Please count the lines in the rows below that contain the string "steel", with case counting, and reply with the number alone.

[SUPPLIED MATERIAL]
☆ ☆ ☆

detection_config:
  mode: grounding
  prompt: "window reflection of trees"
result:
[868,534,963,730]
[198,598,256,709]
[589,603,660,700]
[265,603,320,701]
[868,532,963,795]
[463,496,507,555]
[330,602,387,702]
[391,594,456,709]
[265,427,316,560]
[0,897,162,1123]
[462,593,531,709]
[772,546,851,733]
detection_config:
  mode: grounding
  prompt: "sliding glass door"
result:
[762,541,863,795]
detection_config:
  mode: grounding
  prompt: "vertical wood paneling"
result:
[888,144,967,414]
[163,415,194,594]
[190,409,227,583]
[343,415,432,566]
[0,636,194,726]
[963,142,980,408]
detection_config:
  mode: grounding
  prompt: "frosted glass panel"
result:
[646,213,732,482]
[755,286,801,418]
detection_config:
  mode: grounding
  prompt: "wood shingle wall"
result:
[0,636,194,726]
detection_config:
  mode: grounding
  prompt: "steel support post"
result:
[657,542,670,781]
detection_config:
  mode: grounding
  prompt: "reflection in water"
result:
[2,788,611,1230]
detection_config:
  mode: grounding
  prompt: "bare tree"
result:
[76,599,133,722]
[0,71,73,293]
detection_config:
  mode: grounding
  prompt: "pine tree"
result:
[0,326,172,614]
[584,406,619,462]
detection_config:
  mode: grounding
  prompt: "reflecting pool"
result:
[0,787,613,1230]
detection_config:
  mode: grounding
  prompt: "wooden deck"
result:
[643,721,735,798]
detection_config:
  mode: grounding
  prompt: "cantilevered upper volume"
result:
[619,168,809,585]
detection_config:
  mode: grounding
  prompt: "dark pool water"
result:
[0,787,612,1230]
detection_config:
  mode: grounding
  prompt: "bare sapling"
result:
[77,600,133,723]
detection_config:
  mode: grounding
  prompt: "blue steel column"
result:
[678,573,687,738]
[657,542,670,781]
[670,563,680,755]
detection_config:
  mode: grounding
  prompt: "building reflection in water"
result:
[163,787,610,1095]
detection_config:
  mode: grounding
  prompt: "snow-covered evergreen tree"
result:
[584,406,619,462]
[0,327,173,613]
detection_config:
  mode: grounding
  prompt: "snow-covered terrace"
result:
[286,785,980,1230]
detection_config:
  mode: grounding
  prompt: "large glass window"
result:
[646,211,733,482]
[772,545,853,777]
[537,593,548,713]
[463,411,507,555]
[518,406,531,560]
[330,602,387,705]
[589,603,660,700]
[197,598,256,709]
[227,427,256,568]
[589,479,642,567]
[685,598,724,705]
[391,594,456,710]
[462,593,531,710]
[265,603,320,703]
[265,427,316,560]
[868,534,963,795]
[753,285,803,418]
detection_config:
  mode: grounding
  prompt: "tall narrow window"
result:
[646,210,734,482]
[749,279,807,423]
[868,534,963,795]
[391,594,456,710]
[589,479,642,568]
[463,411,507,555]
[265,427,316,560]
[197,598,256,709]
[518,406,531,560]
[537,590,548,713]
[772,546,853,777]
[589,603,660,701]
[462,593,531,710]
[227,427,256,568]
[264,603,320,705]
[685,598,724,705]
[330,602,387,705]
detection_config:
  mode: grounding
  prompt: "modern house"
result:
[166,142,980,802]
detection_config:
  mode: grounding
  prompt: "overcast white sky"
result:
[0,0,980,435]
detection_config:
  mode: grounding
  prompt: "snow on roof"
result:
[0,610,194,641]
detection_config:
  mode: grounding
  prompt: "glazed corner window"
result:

☆ ☆ ☆

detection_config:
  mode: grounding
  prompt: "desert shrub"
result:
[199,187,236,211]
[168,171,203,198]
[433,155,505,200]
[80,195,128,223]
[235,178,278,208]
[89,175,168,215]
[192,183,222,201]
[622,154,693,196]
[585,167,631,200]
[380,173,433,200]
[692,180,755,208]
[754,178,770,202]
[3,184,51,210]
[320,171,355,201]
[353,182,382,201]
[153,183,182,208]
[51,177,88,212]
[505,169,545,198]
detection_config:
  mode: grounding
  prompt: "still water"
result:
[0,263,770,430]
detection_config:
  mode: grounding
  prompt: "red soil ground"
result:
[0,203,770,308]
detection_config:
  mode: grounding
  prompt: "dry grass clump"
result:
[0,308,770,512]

☆ ☆ ☆

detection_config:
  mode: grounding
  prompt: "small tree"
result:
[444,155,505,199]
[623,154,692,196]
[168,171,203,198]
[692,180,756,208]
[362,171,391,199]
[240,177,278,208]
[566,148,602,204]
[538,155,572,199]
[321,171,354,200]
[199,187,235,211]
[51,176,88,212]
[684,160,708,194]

☆ ☆ ☆

[ANSWER TO THE EXERCISE] 2